Image point grounding data:
##############################

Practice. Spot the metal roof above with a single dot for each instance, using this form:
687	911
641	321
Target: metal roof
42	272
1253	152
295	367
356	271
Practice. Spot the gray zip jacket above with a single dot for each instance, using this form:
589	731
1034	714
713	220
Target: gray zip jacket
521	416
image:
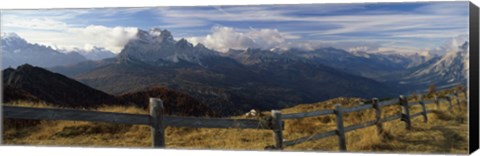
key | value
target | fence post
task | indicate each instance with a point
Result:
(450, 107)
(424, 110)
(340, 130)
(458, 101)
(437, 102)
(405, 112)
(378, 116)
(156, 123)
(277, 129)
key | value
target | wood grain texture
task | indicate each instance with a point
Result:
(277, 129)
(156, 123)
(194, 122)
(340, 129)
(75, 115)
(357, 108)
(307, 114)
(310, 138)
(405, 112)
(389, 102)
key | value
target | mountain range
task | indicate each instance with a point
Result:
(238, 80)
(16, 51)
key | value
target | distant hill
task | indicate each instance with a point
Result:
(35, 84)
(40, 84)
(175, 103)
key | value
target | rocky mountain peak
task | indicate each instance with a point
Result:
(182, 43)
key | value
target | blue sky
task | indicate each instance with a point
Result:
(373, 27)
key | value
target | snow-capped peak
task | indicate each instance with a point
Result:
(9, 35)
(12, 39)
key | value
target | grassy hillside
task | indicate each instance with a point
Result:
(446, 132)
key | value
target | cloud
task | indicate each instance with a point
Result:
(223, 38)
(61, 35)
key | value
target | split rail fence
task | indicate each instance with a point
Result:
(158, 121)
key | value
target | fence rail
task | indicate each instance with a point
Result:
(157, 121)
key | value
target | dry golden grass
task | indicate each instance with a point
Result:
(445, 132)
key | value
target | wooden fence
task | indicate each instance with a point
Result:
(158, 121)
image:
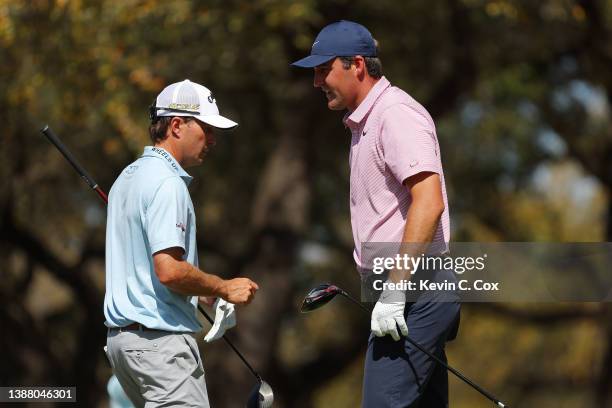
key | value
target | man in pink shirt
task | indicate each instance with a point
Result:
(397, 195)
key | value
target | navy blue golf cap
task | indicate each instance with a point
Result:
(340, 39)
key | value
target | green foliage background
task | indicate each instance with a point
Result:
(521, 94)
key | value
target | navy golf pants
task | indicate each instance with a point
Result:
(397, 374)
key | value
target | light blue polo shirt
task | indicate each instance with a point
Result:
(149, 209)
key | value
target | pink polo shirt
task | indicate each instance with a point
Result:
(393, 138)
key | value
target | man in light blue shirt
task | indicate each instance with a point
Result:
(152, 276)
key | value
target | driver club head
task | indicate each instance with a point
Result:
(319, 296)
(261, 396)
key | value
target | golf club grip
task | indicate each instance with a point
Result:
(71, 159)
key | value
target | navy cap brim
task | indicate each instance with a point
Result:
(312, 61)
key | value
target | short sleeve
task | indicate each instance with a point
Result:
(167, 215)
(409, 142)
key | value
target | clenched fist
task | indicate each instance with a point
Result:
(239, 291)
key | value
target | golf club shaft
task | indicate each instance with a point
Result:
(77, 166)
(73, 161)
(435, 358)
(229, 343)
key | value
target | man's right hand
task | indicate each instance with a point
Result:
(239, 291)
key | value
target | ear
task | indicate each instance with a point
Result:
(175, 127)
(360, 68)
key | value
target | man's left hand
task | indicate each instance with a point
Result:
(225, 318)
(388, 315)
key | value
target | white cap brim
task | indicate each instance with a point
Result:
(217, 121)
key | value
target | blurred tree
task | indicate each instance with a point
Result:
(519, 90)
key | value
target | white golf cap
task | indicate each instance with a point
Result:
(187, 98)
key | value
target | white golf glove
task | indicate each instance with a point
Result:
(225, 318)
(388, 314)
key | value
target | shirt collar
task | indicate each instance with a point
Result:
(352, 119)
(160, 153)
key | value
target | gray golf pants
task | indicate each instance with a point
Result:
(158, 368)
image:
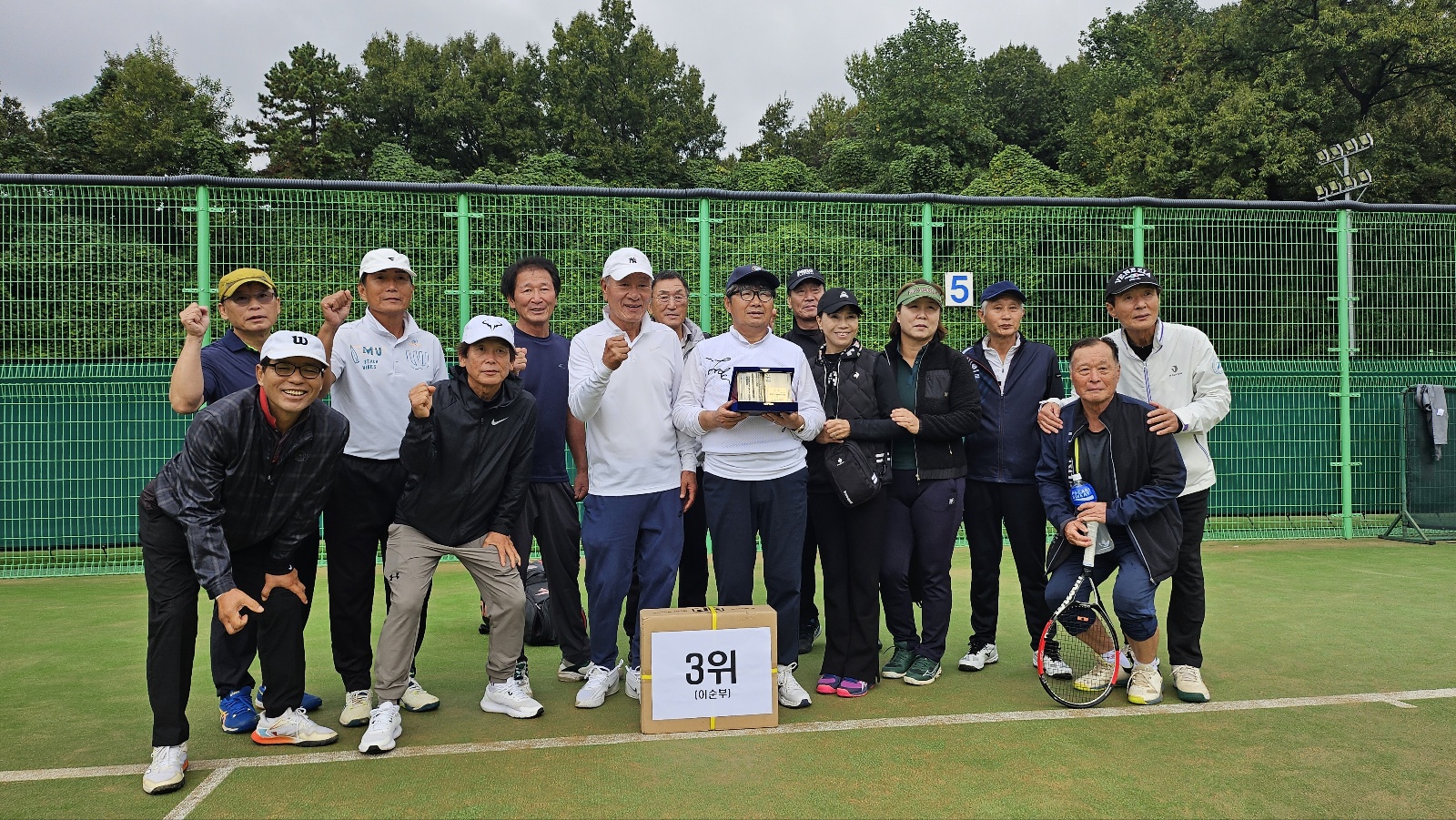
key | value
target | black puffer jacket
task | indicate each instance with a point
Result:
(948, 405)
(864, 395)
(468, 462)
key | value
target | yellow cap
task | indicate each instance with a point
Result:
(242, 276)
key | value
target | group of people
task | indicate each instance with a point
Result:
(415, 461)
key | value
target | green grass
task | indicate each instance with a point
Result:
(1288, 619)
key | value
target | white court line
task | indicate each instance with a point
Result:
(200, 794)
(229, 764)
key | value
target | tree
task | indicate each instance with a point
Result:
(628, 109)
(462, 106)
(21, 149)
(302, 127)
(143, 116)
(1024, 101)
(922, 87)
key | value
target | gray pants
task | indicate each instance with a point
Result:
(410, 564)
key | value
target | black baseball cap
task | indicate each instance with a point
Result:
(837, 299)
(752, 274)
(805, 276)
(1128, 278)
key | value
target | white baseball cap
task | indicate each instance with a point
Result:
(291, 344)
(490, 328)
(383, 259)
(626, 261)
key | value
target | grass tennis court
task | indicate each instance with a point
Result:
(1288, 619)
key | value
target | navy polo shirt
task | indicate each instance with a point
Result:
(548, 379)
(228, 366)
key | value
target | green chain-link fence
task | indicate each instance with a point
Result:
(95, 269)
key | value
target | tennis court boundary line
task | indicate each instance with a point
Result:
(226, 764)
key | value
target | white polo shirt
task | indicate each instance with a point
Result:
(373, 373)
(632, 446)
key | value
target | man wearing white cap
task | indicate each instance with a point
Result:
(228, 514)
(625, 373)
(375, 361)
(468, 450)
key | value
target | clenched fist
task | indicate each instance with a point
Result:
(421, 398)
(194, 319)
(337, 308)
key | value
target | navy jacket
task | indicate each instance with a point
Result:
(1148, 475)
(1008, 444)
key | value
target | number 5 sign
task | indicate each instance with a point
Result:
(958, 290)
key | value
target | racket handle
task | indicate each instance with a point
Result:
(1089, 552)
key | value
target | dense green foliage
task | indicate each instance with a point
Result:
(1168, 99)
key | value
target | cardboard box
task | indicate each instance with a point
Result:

##############################

## Prompt
Produce the data again character for character, with the images left out.

## Solution to the exercise
Practice. Spot the metal roof above with a single dot for each instance, using this form:
687	911
641	321
Target: metal roof
42	272
1253	152
295	367
356	271
Practice. Spot the gray zip jacket above with a single dot for each instance, using this form:
589	731
1034	714
713	220
Target: gray zip jacket
521	416
image:
key | value
target | fence post
task | indicate each instance with a point
Result:
(450, 107)
(424, 110)
(340, 130)
(458, 101)
(437, 102)
(405, 112)
(378, 116)
(156, 123)
(277, 129)
key | value
target | wood grain texture
task | indicate each instance with a point
Result:
(277, 129)
(156, 123)
(194, 122)
(340, 129)
(75, 115)
(357, 108)
(307, 114)
(310, 138)
(405, 112)
(389, 102)
key | value
target | mountain range
task | indicate each instance with a point
Result:
(238, 80)
(16, 51)
key | value
target | distant hill
task | indicate each instance with a point
Result:
(35, 84)
(40, 84)
(175, 103)
key | value
target | rocky mountain peak
task | indicate each instance with a point
Result:
(182, 43)
key | value
target | blue sky
task | indicate each instance with a point
Result:
(373, 27)
key | value
target | snow-capped peak
task | indicate each instance with a point
Result:
(9, 35)
(12, 39)
key | value
target | grassy hillside
task | indicate each instance with a point
Result:
(446, 132)
key | value
target | cloud
task | indicate each instance with a point
Result:
(223, 38)
(61, 35)
key | value
target | split rail fence
task | indicate each instance with a point
Result:
(158, 121)
key | value
target | fence rail
task | indicate each instance with a point
Result:
(157, 121)
key | value
target | dry golden grass
task | indicate each instance with a point
Result:
(445, 132)
key | value
target | wooden fence
task | indicate each instance with a point
Result:
(158, 121)
image:
key | value
target | man in pink shirt
task | indicate each instance with a point
Result:
(397, 195)
key | value
target | navy blue golf cap
task | indicate each instance with a point
Result:
(340, 39)
key | value
target | green foliage background
task | indicate each instance with a point
Result:
(521, 94)
key | value
target | navy golf pants
task | indicate each instance with a point
Result:
(397, 374)
key | value
target | light blue polo shirt
task | indicate each instance with a point
Result:
(149, 209)
key | value
target | pink polo shirt
task | indicate each instance with a point
Result:
(393, 138)
key | value
target | man in light blue shirt
task | indicate each instance with a point
Result:
(152, 276)
key | value
target | driver club head
task | indicate each instance with a point
Result:
(319, 296)
(261, 396)
key | value
target | golf club grip
task | indicate each instance with a point
Result:
(71, 159)
key | value
target | navy cap brim
task | indicate each instance with a point
Result:
(312, 61)
key | value
target | short sleeve
task | indicate each instance with a point
Result:
(167, 215)
(409, 142)
key | value
target | clenched fist
task | indicate each instance with a point
Result:
(239, 291)
key | value
target | golf club shaft
task | indicate each instance with a point
Result:
(77, 166)
(73, 161)
(435, 358)
(229, 343)
key | value
target | man's right hand
task | indicate each instance with a point
Result:
(239, 291)
key | value
target | ear
task | indicate each instance with a point
Result:
(175, 127)
(360, 68)
key | value
target | man's left hand
task | indicate each instance with a point
Result:
(225, 318)
(388, 315)
key | value
target | white cap brim
task | indicate each instance with a point
Result:
(217, 121)
key | value
target | blurred tree
task | indicate each instance with a point
Result:
(519, 90)
key | value
target | white golf cap
task | indicate each instance with a point
Result:
(187, 98)
key | value
target | white golf glove
task | indicate each instance with a point
Result:
(225, 318)
(388, 314)
key | value
target | shirt collar
task | indicate each instance with a point
Result:
(352, 119)
(160, 153)
key | value
target | gray golf pants
task | indicate each instance with a point
Result:
(158, 368)
image:
key | value
target | black puffer jacket
task | indicate each instance with a point
Result:
(948, 405)
(864, 395)
(468, 462)
key | value
target | yellow cap
task | indicate each instance with a point
Result:
(242, 276)
key | value
target | group of people
task | indicate each instance with a point
Result:
(415, 461)
key | value
target | green grass
task | indicate each instance with a point
Result:
(1288, 619)
key | value
target | white court line
task | indicate each instance with a point
Result:
(200, 794)
(229, 764)
key | value
target | tree
task | indicate each instance with a point
Result:
(628, 109)
(462, 106)
(21, 149)
(302, 127)
(143, 116)
(1024, 101)
(922, 87)
key | value
target | gray pants
task | indicate each instance with a point
Result:
(410, 564)
key | value
target | black baseball cap
task | indicate each instance with a point
Result:
(837, 299)
(752, 274)
(805, 276)
(1128, 278)
key | value
target | white baseball cap
task | indicate each instance with a point
Result:
(291, 344)
(490, 328)
(383, 259)
(626, 261)
key | value
target | grass tennis court
task | indicate each instance with a point
Result:
(1288, 619)
key | value
target | navy polo shirt
task | indicate each instance with a point
Result:
(548, 379)
(228, 366)
key | value
target | green chain-link fence
task | indicate each instance with a point
Result:
(95, 269)
key | value
target | tennis court boundary line
task | indicate each instance with a point
Result:
(226, 764)
key | value
target | white polo shirt
task | indicate each instance with a point
Result:
(373, 373)
(632, 446)
key | value
target | man wearing white cap
task | indicate each instance with a point
Result:
(228, 514)
(625, 373)
(375, 361)
(468, 450)
key | value
target | clenched fist
task | indicate each instance with a point
Result:
(421, 398)
(194, 319)
(337, 308)
key | value
target | navy jacket
task | indicate each instance with a point
Result:
(1148, 475)
(1008, 444)
key | value
target | number 5 sign
task | indicate each instance with a point
Result:
(958, 290)
key | value
target | racket handle
task | indicate each instance with a point
Result:
(1089, 552)
key | value
target | dense green foliage
task | indicate each instance with a point
Result:
(1168, 99)
key | value
target | cardboard box
task | indicate each instance with a point
Result:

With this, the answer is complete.